Records from a data source
┄┄┄┄┄┄
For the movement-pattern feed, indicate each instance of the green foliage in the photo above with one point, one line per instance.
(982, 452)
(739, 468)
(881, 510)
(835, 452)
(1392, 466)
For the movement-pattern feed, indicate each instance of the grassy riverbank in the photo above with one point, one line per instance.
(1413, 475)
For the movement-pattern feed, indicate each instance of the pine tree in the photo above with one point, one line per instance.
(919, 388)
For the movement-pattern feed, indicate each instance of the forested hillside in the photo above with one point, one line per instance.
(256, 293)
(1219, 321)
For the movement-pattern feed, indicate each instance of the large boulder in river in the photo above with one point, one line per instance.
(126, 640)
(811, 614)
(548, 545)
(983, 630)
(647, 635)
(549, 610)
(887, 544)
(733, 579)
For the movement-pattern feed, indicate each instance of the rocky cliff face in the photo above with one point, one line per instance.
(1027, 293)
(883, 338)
┄┄┄┄┄┄
> _Exercise prompt_: Copy the data above exactly. Every line must be included.

> _Task solution_:
For the movement-pattern feed, indicate each instance of the green foliage in the photo above with one point, one line per instance.
(982, 452)
(739, 468)
(881, 510)
(835, 452)
(1392, 466)
For the movement-pattern feed, indicate each instance of the grassy riverbank in the photo above with one point, one line per instance.
(1413, 475)
For the movement-pattern feed, indicate each instance of the pine tree in the photo above with one point, one line per instance.
(919, 388)
For the movement-pattern feed, indicate each instance of the forested hillside in the photo above with one point, one line per instance.
(256, 293)
(1219, 321)
For the movement-pattern feed, indicate each instance of the large boulder in river in the photo above with one point, one line per instance.
(126, 640)
(811, 614)
(548, 545)
(983, 630)
(647, 635)
(549, 610)
(887, 544)
(733, 579)
For the movement-pattern feed, indicate each instance of the rocky cliff face in the photo above with one point, one line per instance.
(1027, 293)
(883, 338)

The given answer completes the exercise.